## YOUR ASSIGNMENT
For the material below, output exactly the span from the line with "Rings of one" to the line with "The photo above is the one in question.", including both, and nothing besides.

## DATASET EXCERPTS
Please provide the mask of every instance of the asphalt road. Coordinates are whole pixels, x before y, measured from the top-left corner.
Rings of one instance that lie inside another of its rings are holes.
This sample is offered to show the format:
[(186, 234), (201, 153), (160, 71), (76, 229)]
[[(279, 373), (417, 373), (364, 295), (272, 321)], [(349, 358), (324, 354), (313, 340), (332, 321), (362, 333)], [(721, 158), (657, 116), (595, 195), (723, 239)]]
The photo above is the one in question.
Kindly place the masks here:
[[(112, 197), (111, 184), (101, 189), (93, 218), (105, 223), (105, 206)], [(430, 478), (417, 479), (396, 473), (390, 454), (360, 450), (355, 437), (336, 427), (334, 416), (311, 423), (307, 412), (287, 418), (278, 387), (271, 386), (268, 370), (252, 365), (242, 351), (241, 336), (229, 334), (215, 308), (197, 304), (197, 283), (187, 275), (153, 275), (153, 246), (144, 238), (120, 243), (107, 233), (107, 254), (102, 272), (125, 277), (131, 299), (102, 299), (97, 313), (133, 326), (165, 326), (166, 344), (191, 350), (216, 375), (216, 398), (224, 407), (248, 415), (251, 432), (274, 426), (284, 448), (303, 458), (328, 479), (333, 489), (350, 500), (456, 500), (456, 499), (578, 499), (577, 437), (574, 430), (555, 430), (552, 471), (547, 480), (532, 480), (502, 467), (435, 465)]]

## ANSWER
Rings of one instance that lie inside another of its rings are holes.
This sample is offered to show the format:
[(186, 234), (201, 153), (160, 71), (76, 229)]
[[(279, 373), (417, 373), (364, 295), (272, 321)], [(349, 358), (324, 354), (313, 340), (332, 321), (362, 333)], [(721, 158), (657, 116), (595, 195), (723, 239)]]
The photo above is the one in question.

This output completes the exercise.